# Start of INFORMATION PROVIDED
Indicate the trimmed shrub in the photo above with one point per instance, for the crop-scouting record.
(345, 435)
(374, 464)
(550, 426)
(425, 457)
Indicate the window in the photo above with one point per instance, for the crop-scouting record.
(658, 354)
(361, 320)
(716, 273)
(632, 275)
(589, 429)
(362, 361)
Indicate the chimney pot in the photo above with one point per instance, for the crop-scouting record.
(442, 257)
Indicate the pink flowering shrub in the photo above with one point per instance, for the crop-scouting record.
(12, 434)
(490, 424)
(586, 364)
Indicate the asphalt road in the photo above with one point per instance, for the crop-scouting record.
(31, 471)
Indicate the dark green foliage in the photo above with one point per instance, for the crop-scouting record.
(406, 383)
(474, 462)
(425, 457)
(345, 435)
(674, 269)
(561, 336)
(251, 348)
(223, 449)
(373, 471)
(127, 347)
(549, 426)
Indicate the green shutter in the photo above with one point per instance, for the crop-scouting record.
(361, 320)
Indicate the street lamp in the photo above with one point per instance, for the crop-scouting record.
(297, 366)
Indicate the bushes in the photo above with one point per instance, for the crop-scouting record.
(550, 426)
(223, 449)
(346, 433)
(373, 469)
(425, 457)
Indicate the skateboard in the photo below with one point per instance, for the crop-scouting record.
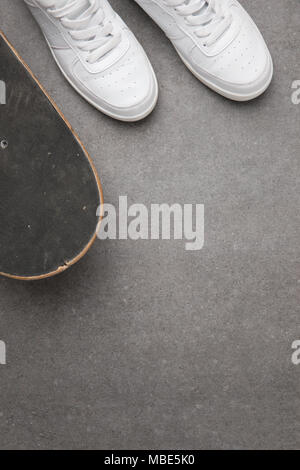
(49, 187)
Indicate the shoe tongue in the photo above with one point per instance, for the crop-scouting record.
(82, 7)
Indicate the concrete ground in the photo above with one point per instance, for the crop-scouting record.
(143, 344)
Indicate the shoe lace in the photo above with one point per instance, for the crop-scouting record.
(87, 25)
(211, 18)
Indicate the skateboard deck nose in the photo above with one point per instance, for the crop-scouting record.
# End of INFORMATION PROVIDED
# Start of INFORMATION PROVIDED
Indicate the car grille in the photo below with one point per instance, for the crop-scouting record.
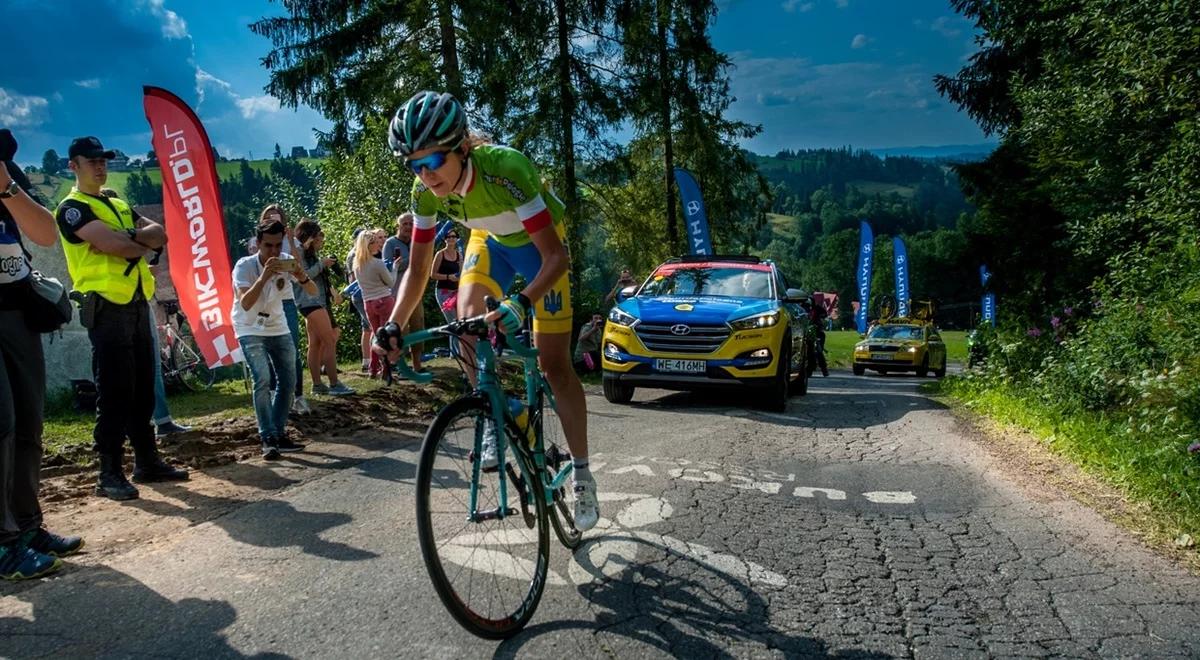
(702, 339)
# End of INFORMATION PROVIDED
# Start of INFORMATION PROVIDED
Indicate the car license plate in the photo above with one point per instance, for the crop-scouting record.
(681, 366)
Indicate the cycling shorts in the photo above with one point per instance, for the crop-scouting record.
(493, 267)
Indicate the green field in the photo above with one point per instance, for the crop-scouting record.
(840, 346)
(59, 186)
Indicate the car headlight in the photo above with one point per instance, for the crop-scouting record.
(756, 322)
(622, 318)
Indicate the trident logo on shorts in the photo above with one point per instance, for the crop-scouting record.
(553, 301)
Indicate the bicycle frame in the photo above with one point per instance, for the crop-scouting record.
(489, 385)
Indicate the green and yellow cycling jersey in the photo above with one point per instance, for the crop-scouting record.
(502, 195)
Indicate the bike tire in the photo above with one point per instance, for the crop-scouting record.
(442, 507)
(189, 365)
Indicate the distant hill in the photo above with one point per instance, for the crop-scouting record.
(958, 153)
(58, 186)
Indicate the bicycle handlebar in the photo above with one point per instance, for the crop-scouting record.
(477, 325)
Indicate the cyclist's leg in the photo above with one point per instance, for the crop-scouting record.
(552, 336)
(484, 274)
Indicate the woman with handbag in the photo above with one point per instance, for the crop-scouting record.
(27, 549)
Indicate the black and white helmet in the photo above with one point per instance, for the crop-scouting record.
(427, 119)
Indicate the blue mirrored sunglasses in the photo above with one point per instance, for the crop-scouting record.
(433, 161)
# End of INFORMATION PROVIDED
- _WHAT IS REQUIRED_
Count the lines of the items above that contain the word "shrub" and state only the resulting number.

- _SOLUTION BELOW_
2